# SELECTED PASSAGE
>>>
The furore that has arisen this week since I launched Damien Freeman and Julian Leeser’s suggested reforms to effect indigenous recognition highlights a poverty of thinking by the key leaders of the discussion.
The greatest objection has been to the apparent inconvenience I have created for the guardians of this national conversation, rather than the substance of my argument.
I argue that symbolic recognition can happen outside the Constitution, in a declaration. And practical recognition must happen in the Constitution: I argue for an indigenous constitutional body. Not reserved seats. I propose an advisory and consultative body to empower indigenous people with a voice in the parliamentary process.
The misrepresentation of what I propose is deeply concerning and has unearthed a disconcerting rigidness, suggesting that we have already arrived at some destination. We have not. Previous reports of the Joint Select Committee on Constitutional Recognition of Aboriginal and Torres Strait Islander Peoples have patently demonstrated that they themselves are undecided on the best way to move forward.
I have been accused of operating outside the processes established by the committee. Committee members such as Shayne Neumann have publicly accused Freeman, Leeser and me of weighing into the debate too late. Listening to Neumann, you would think the conversation is already closed. Yet his committee is not due to report until June 30. They are still taking submissions.
It is becoming clearer that the committee wants only miserly remnants of recommendations of the Expert Panel on Constitutional Recognition of Indigenous Australians to be pursued. The matter is settled, and everyone else, including myself, needs to shut up.
This suggestion comes not only from committee members. Liberal Party pollster Mark Textor stated that Freeman, Leeser and I had failed to follow the processes deemed appropriate by the all-powerful committee.
But committee members have demonstrated that they may not even read the submissions we have formally given them. Ken Wyatt, the chairman, insists this proposal is not supported because indigenous people want substantive recognition, “not tokenistic” recog-nition. I agree.
Anyone who has read my submissions, essays or speeches would see that I advocate substantive recognition. The declaration is only one element of a package. I argue for an indigenous body in the Constitution, in a handsomely drafted new Chapter 1A. This would be practical, substantive recognition of indigenous peoples in the Constitution. It would include our people in the machinery that governs the nation.
That would be better than the constitutional tokenism the committee is advocating.
The complaints of Neumann and Textor about my proposals coming too late, and accusations that I have not followed proper processes, are equally incorrect. Again, it causes me to fear that our submissions have not even been read. Yet, considering more than 200 years of non-recognition, are they really serious?
I first publicly discussed an indigenous constitutional body and a non-constitutional declaration in my Quarterly Essay, A Rightful Place, published in September last year. I sent every committee member a copy. At that time, Wyatt criticised me for failing to make a submission like everybody else. As though blackfellas can’t write an essay without permission. Did Wyatt want to proofread my essay to ensure it was aligned with his Liberal Party line?
<<<
# AIM
Write what comes next in the opinion piece on indigenous constitutional recognition, picking up after its final sentence. The entries after this are not needed for anything here.

# ENTRIES
>>>
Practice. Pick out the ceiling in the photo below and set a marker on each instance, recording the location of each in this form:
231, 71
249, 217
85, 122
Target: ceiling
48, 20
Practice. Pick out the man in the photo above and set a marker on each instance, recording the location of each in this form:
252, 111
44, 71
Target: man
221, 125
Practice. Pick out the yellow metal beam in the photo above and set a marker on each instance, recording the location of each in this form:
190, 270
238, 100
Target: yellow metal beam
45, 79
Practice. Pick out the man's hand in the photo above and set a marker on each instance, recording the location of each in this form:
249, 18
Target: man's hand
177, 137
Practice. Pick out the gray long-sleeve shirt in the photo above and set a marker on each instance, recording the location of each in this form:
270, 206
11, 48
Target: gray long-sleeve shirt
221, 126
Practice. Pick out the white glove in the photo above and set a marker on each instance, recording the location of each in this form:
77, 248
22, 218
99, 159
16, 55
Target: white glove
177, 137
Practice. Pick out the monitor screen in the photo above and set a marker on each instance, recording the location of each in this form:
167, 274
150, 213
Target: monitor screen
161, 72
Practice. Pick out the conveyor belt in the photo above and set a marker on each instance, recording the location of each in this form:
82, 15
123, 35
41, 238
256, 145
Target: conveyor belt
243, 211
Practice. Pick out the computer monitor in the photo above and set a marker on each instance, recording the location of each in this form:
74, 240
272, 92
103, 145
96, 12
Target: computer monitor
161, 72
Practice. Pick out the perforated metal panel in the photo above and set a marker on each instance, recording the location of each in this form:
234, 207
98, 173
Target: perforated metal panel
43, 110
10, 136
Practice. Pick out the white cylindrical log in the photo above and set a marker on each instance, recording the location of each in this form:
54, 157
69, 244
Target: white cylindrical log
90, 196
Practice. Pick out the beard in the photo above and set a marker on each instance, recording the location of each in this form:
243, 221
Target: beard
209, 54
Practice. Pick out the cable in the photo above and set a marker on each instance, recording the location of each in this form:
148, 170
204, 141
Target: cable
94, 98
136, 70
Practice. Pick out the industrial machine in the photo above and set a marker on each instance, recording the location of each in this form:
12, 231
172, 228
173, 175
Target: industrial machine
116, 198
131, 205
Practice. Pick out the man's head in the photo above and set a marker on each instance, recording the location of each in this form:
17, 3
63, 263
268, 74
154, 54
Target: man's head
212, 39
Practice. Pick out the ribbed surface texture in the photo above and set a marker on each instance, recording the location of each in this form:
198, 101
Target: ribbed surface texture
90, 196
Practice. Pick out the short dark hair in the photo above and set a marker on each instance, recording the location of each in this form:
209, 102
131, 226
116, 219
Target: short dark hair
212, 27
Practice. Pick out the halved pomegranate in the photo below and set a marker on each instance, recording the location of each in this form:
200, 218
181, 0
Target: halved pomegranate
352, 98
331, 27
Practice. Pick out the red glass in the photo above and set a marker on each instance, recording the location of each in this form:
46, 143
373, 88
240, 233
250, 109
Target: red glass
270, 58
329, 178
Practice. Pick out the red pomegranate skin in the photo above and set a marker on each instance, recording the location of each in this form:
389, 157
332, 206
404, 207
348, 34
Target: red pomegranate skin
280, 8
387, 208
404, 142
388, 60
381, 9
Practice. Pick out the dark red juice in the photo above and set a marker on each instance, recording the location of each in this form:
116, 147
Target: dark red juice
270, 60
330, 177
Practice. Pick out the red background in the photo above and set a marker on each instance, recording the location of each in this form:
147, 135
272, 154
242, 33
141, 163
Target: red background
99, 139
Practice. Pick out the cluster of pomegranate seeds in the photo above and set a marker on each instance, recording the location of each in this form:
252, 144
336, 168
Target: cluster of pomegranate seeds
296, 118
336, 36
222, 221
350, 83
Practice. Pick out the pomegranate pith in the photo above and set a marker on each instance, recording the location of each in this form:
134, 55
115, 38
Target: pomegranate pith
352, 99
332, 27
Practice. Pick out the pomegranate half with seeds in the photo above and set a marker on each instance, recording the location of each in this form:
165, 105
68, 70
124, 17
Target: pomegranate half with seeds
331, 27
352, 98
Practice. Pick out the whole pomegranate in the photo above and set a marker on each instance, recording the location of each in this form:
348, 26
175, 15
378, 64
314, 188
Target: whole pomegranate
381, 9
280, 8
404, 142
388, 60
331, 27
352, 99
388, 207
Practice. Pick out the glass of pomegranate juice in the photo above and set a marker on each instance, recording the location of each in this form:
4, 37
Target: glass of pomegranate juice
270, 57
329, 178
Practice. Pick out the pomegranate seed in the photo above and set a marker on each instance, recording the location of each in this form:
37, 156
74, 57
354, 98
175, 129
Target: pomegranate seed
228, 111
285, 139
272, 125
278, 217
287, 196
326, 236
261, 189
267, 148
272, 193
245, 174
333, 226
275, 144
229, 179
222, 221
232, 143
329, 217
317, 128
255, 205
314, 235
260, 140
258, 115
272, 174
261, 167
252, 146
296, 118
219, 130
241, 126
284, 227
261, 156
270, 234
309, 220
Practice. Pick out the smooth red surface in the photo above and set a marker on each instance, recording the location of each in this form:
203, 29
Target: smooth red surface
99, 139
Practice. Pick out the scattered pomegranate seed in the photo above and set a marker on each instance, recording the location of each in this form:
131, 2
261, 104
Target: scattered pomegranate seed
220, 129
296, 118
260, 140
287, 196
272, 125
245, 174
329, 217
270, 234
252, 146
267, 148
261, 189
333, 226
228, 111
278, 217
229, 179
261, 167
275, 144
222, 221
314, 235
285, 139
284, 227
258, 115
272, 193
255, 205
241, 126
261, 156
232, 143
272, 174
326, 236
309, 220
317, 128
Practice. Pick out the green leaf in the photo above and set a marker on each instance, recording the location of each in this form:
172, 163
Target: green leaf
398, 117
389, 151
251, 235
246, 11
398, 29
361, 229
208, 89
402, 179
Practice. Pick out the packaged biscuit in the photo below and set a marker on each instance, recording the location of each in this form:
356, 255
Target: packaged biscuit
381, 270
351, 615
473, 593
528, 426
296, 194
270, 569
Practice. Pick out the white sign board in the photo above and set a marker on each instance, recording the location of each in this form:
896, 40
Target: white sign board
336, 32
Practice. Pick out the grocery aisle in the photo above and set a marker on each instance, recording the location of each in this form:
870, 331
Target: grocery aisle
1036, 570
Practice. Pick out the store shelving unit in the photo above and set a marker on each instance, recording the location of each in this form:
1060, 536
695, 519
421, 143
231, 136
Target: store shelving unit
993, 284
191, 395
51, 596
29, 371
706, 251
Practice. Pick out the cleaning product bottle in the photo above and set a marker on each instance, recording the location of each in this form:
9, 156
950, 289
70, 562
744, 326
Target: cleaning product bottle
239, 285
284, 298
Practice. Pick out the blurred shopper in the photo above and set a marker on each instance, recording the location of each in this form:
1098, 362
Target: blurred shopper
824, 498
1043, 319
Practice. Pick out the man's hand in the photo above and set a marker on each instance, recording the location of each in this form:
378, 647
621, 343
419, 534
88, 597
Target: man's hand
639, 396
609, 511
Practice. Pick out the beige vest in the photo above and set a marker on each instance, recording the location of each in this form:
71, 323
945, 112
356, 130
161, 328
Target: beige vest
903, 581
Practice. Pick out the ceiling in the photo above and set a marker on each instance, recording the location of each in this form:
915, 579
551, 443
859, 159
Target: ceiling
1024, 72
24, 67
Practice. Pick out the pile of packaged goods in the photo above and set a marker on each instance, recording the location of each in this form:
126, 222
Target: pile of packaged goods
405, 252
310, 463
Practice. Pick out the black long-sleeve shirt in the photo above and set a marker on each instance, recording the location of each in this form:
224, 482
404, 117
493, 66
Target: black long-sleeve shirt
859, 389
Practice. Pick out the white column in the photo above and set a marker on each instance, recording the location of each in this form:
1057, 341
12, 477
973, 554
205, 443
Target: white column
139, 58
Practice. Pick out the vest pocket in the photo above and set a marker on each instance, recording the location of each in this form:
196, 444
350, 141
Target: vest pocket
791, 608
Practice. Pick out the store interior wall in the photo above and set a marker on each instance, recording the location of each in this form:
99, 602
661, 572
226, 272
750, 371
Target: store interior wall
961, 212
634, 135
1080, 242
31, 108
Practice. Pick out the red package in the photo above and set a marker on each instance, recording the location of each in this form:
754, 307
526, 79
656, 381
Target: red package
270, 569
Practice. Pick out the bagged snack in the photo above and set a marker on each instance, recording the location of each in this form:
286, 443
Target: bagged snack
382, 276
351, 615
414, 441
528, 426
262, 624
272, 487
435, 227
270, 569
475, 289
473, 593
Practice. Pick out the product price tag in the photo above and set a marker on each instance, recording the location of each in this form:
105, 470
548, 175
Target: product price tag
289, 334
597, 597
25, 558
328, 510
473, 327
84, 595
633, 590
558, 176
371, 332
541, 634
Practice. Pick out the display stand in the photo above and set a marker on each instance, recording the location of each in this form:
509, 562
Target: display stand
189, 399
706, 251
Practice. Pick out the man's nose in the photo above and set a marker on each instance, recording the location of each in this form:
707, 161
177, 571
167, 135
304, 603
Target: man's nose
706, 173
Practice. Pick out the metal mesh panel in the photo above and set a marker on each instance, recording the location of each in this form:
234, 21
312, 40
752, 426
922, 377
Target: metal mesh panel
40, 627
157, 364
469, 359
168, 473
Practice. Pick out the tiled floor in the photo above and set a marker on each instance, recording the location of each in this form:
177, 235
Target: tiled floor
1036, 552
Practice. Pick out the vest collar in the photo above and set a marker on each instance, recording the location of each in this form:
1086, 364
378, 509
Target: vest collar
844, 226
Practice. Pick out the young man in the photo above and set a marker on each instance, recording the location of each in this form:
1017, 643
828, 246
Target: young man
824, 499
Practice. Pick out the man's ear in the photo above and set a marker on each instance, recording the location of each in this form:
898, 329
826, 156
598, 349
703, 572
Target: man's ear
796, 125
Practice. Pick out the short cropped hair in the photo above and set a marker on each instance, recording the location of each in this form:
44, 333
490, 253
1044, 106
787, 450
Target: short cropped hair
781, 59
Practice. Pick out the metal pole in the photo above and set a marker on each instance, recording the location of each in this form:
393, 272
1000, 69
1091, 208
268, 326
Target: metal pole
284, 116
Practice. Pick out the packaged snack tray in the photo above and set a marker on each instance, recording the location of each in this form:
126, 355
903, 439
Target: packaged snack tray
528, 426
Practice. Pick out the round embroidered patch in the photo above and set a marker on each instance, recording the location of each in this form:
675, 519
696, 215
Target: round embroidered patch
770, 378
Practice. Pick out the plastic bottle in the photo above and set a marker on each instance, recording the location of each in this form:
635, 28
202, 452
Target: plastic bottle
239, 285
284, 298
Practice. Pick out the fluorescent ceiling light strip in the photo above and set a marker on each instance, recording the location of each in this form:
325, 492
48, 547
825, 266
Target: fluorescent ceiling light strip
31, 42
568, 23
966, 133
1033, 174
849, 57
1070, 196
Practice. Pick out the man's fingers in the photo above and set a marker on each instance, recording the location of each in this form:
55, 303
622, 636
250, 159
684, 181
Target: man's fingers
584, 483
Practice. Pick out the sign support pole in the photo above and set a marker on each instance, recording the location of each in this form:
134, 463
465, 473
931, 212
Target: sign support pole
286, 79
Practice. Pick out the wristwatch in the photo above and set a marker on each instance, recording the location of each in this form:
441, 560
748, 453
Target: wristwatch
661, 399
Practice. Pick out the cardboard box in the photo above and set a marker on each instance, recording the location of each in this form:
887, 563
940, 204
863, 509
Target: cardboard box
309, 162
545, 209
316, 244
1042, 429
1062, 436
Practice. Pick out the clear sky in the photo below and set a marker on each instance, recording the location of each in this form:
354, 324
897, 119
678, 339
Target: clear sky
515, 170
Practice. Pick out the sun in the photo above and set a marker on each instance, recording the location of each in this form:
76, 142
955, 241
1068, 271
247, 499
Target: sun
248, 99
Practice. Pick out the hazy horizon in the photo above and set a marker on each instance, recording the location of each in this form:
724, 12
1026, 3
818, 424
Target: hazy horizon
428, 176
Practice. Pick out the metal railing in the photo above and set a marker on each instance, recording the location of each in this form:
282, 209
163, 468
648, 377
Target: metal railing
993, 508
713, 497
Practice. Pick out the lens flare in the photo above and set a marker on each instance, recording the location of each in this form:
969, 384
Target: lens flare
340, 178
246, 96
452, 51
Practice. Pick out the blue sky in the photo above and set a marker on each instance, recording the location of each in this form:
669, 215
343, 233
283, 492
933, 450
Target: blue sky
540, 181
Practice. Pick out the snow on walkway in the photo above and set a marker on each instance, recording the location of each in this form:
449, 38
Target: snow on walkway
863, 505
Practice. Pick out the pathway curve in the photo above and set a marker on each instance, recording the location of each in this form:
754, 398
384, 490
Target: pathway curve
<<<
# RESULT OF THIS EXERCISE
Despite the absurdity of such comments, I took Wyatt’s advice. In October 2014, Cape York Institute submitted a detailed submission setting out our proposed reform package. Then, in November, CYI attended a public committee hearing in Cairns. The reform package was discussed with the committee at length. The transcript is on the public record.
In December, fellow Expert Panel member Marcia Langton and I met with the committee. We argued for our model and it appeared the committee was divided. In my observation, Bridget Mackenzie was intrigued, Nova Peris showed interest, and Rachel Siewert appeared supportive. Oddly, the meeting transcript has not been made public, despite us giving permission for publication.
Responding to the committee’s request to provide more detailed “design principles”, CYI provided a supplementary submission explaining our design principles for the constitutional chapter establishing the indigenous body.
The churlish proposition that I am entering the debate too late is not supported by the facts. That Neumann and Textor are claiming as such should alarm anyone who seeks substantive recognition. We should be debating the substance of any argument, not the inconvenience caused to the appointed stewards of this debate.
Even Freeman and Leeser submitted their declaration proposal to the committee last year. Textor must not have bothered to check this before denigrating them for failing to follow “the process”.
Freeman and Leeser are convening meetings to generate conservative support through their new organisation, Uphold and Recognise. They receive no funding. They ask for donations. They recycle name badges to save funds. If this process is about grassroots and generating real public support, that is what Freeman and Leeser are trying to do.
It seems to me they are working harder than many well-funded organisations, and yet they are publicly chided by people such as Textor, who has clearly not read any of our submissions, just because they express a different view.
If Textor checked the Uphold and Recognise website, he would see Freeman and Leeser, like myself, support a package of reforms.
My concern is that people are trying to kill off a good idea. What about getting a good outcome for indigenous people? A timely bad outcome is still a bad outcome.
There are two groups trying to destroy our proposals. One demands the recommendations of the Expert Panel and nothing else. Then there is the committee, committed to a watering down of the panel’s recommendations. They oppose ideas seeking to step outside their process-obsessed box.
Neumann’s unintelligent assertion that I am somehow proposing we “start all over again”, after almost five years of consultations demonstrates his short-sightedness. Indigenous people have been agitating for a voice in Australia’s parliamentary process since at least the 1920s.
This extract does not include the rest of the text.